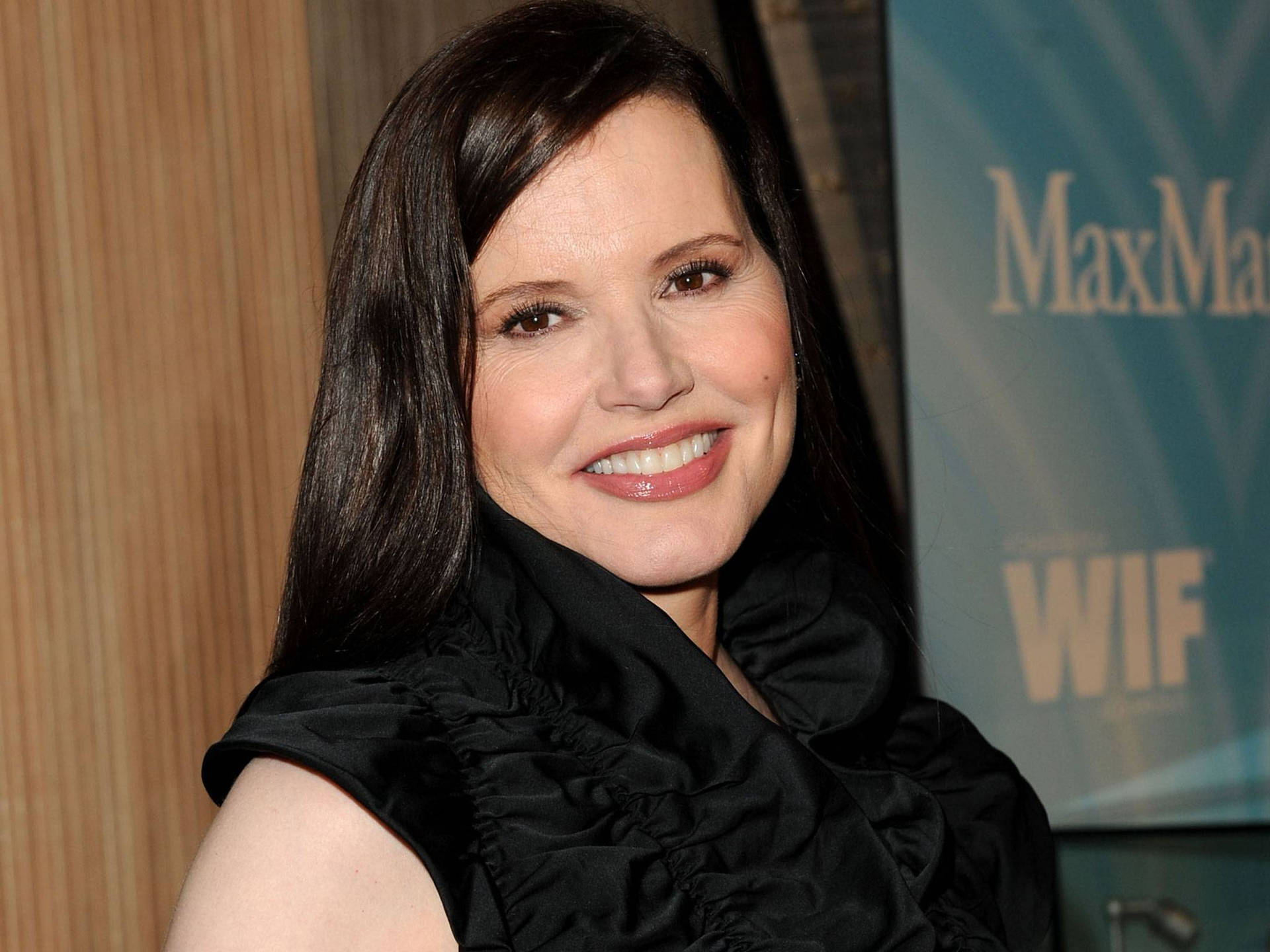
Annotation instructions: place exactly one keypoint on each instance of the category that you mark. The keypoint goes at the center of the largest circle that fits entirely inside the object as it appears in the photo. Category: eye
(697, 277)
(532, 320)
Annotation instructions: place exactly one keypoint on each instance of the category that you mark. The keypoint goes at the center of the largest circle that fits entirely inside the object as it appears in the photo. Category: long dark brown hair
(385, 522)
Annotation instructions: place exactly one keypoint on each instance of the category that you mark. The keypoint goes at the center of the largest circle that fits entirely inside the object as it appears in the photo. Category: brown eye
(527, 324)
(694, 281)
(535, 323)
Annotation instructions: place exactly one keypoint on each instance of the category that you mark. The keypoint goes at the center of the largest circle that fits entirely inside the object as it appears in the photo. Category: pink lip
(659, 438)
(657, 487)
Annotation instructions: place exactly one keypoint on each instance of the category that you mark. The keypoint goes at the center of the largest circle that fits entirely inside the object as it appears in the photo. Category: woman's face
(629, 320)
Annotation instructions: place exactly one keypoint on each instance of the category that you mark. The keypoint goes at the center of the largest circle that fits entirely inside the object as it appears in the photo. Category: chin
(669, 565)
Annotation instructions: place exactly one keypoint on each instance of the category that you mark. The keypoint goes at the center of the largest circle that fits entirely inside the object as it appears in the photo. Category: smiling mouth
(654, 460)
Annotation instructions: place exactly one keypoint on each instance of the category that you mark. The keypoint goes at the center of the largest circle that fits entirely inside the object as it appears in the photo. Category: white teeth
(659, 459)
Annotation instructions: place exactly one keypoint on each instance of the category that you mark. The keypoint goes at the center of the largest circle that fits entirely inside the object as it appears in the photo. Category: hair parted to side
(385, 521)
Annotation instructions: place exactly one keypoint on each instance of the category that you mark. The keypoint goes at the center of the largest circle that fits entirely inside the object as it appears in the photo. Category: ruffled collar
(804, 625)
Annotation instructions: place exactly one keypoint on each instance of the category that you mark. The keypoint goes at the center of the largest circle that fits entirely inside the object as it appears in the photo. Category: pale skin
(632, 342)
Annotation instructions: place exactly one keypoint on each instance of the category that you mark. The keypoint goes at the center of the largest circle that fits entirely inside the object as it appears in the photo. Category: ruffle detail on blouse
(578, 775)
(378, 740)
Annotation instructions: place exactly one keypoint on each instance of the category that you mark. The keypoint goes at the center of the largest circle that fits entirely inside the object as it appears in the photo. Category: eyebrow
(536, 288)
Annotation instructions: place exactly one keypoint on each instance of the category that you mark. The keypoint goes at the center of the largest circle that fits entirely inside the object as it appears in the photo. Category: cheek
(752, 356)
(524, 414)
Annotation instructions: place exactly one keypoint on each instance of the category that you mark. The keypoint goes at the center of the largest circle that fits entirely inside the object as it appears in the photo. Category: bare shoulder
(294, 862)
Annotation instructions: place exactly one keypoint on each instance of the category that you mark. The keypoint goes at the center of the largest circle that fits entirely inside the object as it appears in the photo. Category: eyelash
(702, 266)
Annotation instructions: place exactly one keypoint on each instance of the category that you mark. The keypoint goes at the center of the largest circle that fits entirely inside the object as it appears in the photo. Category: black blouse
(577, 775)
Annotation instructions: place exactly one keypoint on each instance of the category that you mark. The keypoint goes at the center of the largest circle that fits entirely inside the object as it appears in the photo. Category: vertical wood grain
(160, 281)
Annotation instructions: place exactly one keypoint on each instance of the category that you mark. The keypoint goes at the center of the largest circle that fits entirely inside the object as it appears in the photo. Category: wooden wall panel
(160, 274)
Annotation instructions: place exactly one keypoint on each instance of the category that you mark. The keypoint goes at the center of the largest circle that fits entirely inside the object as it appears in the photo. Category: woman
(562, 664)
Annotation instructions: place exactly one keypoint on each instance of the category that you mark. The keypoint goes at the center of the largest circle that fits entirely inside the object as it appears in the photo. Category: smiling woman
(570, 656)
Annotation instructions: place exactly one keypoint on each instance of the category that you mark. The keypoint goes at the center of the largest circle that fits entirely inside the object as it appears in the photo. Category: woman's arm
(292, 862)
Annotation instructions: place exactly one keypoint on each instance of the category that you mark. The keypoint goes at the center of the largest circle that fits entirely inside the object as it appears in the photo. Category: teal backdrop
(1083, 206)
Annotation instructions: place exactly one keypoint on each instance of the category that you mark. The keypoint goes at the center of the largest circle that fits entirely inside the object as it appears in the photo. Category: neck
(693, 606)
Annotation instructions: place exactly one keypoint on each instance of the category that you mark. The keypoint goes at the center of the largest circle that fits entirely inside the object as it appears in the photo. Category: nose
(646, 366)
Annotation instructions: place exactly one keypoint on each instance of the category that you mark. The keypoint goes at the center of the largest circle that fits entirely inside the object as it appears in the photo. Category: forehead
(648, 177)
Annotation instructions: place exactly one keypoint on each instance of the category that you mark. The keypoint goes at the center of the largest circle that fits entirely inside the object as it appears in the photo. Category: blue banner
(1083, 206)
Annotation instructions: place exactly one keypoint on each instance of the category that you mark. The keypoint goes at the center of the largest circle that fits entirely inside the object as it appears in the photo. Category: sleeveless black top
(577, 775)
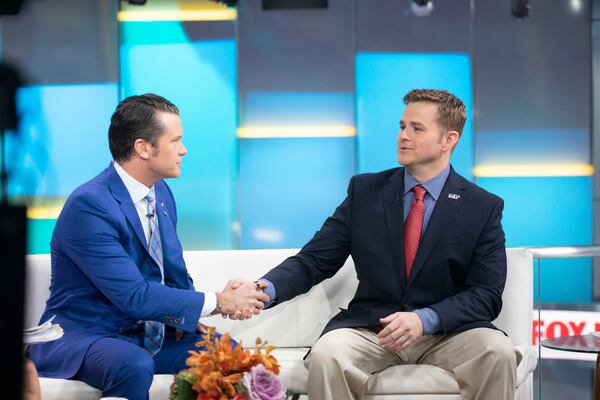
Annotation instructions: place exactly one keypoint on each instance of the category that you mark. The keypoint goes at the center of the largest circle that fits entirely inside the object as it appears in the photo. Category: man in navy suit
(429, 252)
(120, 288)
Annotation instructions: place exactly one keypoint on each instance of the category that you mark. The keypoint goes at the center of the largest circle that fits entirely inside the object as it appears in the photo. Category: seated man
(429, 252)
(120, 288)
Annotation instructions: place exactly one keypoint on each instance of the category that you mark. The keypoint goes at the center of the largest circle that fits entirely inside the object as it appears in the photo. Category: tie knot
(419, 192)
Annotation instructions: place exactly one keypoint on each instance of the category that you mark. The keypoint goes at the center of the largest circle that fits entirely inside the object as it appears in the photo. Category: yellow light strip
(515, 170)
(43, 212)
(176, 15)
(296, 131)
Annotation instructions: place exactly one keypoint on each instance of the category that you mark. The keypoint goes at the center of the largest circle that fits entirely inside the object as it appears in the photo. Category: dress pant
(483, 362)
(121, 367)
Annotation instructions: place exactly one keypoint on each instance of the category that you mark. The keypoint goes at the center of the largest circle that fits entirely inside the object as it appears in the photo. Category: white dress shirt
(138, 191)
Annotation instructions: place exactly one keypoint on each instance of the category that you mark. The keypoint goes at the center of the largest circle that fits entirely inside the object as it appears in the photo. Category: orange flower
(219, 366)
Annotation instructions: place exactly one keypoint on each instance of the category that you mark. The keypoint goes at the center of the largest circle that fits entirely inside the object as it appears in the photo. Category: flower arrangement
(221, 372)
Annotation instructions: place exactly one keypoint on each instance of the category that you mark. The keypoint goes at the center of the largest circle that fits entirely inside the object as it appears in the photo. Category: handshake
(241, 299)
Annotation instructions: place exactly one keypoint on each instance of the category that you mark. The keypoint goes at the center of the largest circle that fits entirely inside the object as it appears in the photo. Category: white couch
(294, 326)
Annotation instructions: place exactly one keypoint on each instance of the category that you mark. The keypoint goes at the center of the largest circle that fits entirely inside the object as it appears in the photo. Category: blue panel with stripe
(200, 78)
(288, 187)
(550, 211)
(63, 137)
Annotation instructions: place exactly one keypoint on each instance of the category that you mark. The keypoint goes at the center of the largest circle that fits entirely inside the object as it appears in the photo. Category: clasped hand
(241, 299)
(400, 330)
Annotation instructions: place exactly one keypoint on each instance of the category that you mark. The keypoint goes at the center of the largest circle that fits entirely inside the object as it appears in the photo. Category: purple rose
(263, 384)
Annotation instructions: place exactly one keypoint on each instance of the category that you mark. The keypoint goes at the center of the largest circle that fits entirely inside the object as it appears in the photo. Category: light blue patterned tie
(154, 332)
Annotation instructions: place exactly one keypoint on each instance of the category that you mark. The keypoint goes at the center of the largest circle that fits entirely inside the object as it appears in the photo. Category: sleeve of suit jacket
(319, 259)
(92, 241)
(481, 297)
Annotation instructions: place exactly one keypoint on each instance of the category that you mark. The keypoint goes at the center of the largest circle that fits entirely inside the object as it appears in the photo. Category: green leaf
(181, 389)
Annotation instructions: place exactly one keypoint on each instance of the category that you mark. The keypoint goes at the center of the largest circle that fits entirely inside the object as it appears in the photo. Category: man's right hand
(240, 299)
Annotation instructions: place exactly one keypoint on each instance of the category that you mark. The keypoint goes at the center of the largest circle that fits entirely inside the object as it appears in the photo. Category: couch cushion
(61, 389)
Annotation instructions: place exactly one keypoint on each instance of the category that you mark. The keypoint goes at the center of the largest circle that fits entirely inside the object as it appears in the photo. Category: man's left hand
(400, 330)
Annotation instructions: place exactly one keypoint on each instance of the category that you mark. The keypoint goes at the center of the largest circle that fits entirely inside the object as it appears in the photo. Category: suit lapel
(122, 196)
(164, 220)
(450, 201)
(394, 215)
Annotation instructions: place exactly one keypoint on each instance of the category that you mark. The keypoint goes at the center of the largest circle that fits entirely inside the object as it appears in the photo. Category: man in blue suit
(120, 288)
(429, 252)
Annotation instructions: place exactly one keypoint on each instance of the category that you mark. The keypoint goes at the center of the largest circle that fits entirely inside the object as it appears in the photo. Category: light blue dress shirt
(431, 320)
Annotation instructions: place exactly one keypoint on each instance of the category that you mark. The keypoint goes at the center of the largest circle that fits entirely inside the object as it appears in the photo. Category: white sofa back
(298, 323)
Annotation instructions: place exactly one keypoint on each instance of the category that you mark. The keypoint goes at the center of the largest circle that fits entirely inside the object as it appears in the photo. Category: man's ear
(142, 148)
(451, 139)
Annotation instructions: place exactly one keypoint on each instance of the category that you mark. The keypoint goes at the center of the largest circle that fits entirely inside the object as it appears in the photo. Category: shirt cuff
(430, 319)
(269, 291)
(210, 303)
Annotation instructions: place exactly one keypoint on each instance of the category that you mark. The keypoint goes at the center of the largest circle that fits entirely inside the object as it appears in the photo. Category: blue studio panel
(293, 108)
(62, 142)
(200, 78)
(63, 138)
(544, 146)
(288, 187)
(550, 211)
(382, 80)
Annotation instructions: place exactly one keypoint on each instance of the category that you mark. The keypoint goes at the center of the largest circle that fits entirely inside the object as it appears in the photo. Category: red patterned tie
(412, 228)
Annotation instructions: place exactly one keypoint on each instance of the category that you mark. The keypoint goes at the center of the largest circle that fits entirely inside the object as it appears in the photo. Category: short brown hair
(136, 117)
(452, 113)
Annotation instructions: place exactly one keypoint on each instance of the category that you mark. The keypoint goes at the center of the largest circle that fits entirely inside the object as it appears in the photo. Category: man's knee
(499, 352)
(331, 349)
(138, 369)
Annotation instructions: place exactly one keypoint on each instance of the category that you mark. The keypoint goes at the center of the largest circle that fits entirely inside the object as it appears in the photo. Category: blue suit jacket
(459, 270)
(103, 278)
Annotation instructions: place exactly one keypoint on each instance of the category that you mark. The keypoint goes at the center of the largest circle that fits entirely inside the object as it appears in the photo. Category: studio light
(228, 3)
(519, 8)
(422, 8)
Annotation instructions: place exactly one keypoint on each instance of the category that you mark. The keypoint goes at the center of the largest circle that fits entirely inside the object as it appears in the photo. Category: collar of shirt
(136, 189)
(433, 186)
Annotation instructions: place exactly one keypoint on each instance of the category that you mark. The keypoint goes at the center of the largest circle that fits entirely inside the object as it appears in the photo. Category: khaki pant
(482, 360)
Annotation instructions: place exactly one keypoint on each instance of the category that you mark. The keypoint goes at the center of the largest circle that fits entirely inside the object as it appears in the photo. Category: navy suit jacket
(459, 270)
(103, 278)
▬▬▬
● **WHAT TO DO**
Beginning with the line that contains "collar of shirt", quote each line exactly through the last line of the entries above, and nothing beyond them.

● **THE OUTPUT**
Annotation instructions: place exactly one keypoint on each instance of the category that you mark. The keypoint goes at the center of the largest circle that fits entirely inside the object as it appears in the photo. Category: collar of shirt
(136, 189)
(433, 186)
Annotation instructions: place exactly one keypoint on each instance of the category that you mark. The keypoint goes at the center of the largest circle that fits entirely inside the object as it appears in the photo. Category: khaki pant
(482, 360)
Annotation instructions: place exactly one keypoint on each instance of the category that you mark. The keypoint goes at the center of the largest circle that fits entirely inside the object as it appears in the photo. Category: navy suit jacket
(459, 270)
(103, 278)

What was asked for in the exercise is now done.